#### Instructions to follow
From the line containing "of the green" to the end of the records below, output each line exactly; include both ends and nothing else.

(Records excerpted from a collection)
● ● ● ●
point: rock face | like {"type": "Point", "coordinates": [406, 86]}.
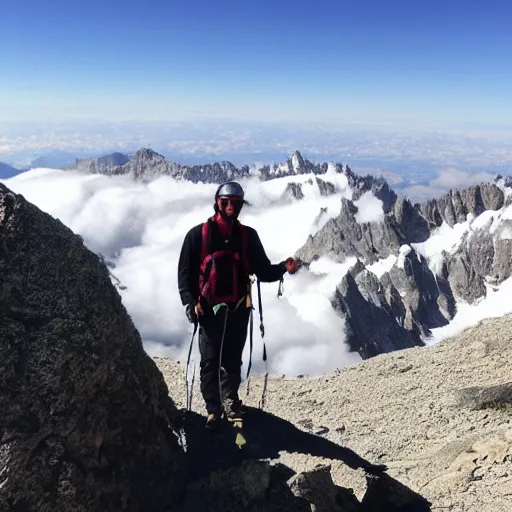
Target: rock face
{"type": "Point", "coordinates": [454, 206]}
{"type": "Point", "coordinates": [427, 299]}
{"type": "Point", "coordinates": [374, 316]}
{"type": "Point", "coordinates": [437, 416]}
{"type": "Point", "coordinates": [86, 423]}
{"type": "Point", "coordinates": [344, 236]}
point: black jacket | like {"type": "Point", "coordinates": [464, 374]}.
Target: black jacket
{"type": "Point", "coordinates": [190, 259]}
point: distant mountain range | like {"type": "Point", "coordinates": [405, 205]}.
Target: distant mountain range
{"type": "Point", "coordinates": [7, 171]}
{"type": "Point", "coordinates": [146, 165]}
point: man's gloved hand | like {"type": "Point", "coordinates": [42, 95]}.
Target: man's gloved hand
{"type": "Point", "coordinates": [190, 311]}
{"type": "Point", "coordinates": [292, 265]}
{"type": "Point", "coordinates": [193, 311]}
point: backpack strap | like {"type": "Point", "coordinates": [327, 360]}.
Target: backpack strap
{"type": "Point", "coordinates": [206, 238]}
{"type": "Point", "coordinates": [245, 253]}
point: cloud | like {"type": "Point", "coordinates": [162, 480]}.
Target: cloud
{"type": "Point", "coordinates": [456, 178]}
{"type": "Point", "coordinates": [449, 178]}
{"type": "Point", "coordinates": [140, 228]}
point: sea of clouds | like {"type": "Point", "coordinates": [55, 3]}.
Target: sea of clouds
{"type": "Point", "coordinates": [140, 228]}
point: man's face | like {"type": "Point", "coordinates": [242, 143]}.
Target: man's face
{"type": "Point", "coordinates": [230, 205]}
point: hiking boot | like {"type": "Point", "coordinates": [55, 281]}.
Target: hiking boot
{"type": "Point", "coordinates": [233, 408]}
{"type": "Point", "coordinates": [213, 420]}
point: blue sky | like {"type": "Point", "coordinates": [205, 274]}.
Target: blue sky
{"type": "Point", "coordinates": [256, 59]}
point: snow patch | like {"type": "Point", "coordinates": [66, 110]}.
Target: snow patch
{"type": "Point", "coordinates": [382, 266]}
{"type": "Point", "coordinates": [495, 304]}
{"type": "Point", "coordinates": [369, 208]}
{"type": "Point", "coordinates": [403, 252]}
{"type": "Point", "coordinates": [140, 227]}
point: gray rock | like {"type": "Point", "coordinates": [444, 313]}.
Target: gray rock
{"type": "Point", "coordinates": [371, 325]}
{"type": "Point", "coordinates": [343, 236]}
{"type": "Point", "coordinates": [454, 206]}
{"type": "Point", "coordinates": [86, 422]}
{"type": "Point", "coordinates": [502, 261]}
{"type": "Point", "coordinates": [317, 488]}
{"type": "Point", "coordinates": [385, 494]}
{"type": "Point", "coordinates": [492, 397]}
{"type": "Point", "coordinates": [293, 191]}
{"type": "Point", "coordinates": [419, 291]}
{"type": "Point", "coordinates": [464, 281]}
{"type": "Point", "coordinates": [411, 224]}
{"type": "Point", "coordinates": [326, 188]}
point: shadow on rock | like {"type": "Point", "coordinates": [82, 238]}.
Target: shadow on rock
{"type": "Point", "coordinates": [251, 479]}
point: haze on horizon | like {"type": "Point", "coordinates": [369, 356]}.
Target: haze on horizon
{"type": "Point", "coordinates": [279, 61]}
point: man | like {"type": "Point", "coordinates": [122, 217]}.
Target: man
{"type": "Point", "coordinates": [216, 261]}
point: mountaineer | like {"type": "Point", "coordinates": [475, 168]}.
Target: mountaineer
{"type": "Point", "coordinates": [216, 261]}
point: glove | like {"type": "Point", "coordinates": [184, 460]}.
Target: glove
{"type": "Point", "coordinates": [292, 265]}
{"type": "Point", "coordinates": [190, 311]}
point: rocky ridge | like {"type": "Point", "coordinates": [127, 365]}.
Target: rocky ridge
{"type": "Point", "coordinates": [414, 295]}
{"type": "Point", "coordinates": [437, 417]}
{"type": "Point", "coordinates": [86, 423]}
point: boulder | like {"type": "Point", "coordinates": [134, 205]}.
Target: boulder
{"type": "Point", "coordinates": [86, 422]}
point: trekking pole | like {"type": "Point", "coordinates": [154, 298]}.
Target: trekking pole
{"type": "Point", "coordinates": [189, 394]}
{"type": "Point", "coordinates": [220, 353]}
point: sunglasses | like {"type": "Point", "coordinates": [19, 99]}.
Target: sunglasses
{"type": "Point", "coordinates": [236, 203]}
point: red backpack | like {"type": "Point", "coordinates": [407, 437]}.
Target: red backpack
{"type": "Point", "coordinates": [222, 273]}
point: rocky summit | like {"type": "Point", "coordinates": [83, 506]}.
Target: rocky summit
{"type": "Point", "coordinates": [86, 422]}
{"type": "Point", "coordinates": [420, 429]}
{"type": "Point", "coordinates": [89, 422]}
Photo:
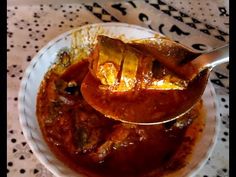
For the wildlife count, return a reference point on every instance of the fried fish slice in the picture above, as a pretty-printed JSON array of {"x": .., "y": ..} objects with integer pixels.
[
  {"x": 121, "y": 68},
  {"x": 172, "y": 55}
]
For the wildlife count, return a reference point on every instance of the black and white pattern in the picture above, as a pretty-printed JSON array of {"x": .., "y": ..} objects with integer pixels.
[
  {"x": 101, "y": 13},
  {"x": 190, "y": 21}
]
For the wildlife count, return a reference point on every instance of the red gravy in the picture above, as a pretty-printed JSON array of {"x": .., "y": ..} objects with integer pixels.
[{"x": 93, "y": 145}]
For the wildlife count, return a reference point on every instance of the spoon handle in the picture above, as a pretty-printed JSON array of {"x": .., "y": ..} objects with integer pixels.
[{"x": 212, "y": 59}]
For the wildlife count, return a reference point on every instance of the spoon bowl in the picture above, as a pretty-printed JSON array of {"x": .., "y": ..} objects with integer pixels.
[{"x": 145, "y": 106}]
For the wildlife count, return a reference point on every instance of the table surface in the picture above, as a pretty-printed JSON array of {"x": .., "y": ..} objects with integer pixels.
[{"x": 202, "y": 25}]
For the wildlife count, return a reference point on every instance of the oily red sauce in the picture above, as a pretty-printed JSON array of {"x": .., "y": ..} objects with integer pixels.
[
  {"x": 142, "y": 106},
  {"x": 91, "y": 144}
]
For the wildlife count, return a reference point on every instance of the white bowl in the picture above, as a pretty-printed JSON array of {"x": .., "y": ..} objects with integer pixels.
[{"x": 46, "y": 57}]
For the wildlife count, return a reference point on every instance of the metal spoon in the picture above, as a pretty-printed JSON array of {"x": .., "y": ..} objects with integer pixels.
[{"x": 119, "y": 108}]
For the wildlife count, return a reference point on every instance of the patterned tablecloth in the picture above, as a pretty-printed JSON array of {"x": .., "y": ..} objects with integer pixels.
[{"x": 202, "y": 25}]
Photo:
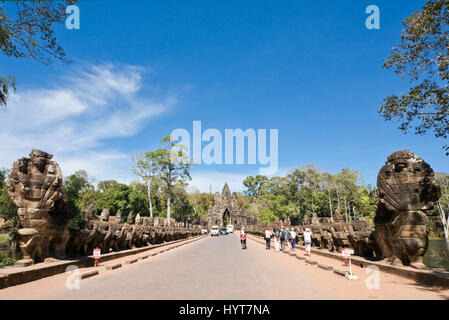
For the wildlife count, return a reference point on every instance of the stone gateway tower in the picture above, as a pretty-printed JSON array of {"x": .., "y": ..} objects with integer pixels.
[{"x": 225, "y": 211}]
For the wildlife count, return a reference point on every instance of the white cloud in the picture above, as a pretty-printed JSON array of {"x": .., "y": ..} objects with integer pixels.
[{"x": 73, "y": 118}]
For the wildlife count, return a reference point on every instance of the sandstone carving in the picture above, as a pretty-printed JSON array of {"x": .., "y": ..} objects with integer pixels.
[
  {"x": 406, "y": 190},
  {"x": 104, "y": 215},
  {"x": 35, "y": 187}
]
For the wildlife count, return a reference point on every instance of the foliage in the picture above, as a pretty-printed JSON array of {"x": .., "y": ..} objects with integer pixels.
[
  {"x": 171, "y": 165},
  {"x": 74, "y": 186},
  {"x": 27, "y": 31},
  {"x": 308, "y": 191},
  {"x": 423, "y": 58},
  {"x": 255, "y": 185}
]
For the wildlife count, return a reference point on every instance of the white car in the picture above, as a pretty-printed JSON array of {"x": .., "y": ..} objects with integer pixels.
[{"x": 214, "y": 231}]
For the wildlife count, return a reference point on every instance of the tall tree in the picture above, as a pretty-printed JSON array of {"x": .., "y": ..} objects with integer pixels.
[
  {"x": 423, "y": 58},
  {"x": 255, "y": 185},
  {"x": 145, "y": 167},
  {"x": 27, "y": 31},
  {"x": 171, "y": 165}
]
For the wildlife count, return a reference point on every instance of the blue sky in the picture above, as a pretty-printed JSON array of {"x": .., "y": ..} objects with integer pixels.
[{"x": 141, "y": 69}]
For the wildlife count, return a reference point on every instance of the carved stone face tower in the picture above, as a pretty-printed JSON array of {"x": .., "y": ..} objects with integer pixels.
[
  {"x": 407, "y": 190},
  {"x": 226, "y": 211}
]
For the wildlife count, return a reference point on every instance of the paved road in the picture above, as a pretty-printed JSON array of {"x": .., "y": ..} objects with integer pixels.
[
  {"x": 212, "y": 268},
  {"x": 217, "y": 268}
]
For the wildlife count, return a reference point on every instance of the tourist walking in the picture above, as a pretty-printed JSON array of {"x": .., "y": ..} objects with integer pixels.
[
  {"x": 288, "y": 237},
  {"x": 277, "y": 238},
  {"x": 293, "y": 236},
  {"x": 282, "y": 238},
  {"x": 308, "y": 240},
  {"x": 268, "y": 235},
  {"x": 243, "y": 238}
]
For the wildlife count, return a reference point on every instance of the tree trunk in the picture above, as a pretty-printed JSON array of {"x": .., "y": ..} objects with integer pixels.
[
  {"x": 346, "y": 211},
  {"x": 149, "y": 197},
  {"x": 168, "y": 203},
  {"x": 443, "y": 219},
  {"x": 338, "y": 200}
]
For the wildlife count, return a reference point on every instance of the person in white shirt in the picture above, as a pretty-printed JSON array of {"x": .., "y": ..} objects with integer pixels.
[
  {"x": 293, "y": 235},
  {"x": 268, "y": 235},
  {"x": 308, "y": 240}
]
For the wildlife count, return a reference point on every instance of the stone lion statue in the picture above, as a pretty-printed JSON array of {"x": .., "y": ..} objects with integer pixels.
[
  {"x": 406, "y": 190},
  {"x": 35, "y": 187}
]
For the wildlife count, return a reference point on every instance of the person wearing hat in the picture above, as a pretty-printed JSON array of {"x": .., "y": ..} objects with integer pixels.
[
  {"x": 268, "y": 235},
  {"x": 308, "y": 240},
  {"x": 277, "y": 238},
  {"x": 293, "y": 237},
  {"x": 243, "y": 238}
]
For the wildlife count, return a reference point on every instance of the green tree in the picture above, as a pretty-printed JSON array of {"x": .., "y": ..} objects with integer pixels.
[
  {"x": 74, "y": 186},
  {"x": 27, "y": 31},
  {"x": 8, "y": 210},
  {"x": 103, "y": 186},
  {"x": 145, "y": 167},
  {"x": 255, "y": 185},
  {"x": 171, "y": 165},
  {"x": 422, "y": 57}
]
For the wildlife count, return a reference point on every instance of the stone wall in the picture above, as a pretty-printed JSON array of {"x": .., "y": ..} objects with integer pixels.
● ● ● ●
#### Result for this exercise
For the wildlife count, return a reference point on every instance of the green tree in the picture above, as a pretty-printed JSON array of {"x": .., "y": ..} objects with integer pixels.
[
  {"x": 74, "y": 186},
  {"x": 27, "y": 31},
  {"x": 8, "y": 210},
  {"x": 103, "y": 186},
  {"x": 145, "y": 167},
  {"x": 255, "y": 185},
  {"x": 171, "y": 165},
  {"x": 422, "y": 57}
]
For the wildlife count, return a reference point on every instance of the stone wall in the picture above, as a pretty-printed JSON array of {"x": .., "y": ..} objects with integer pixels.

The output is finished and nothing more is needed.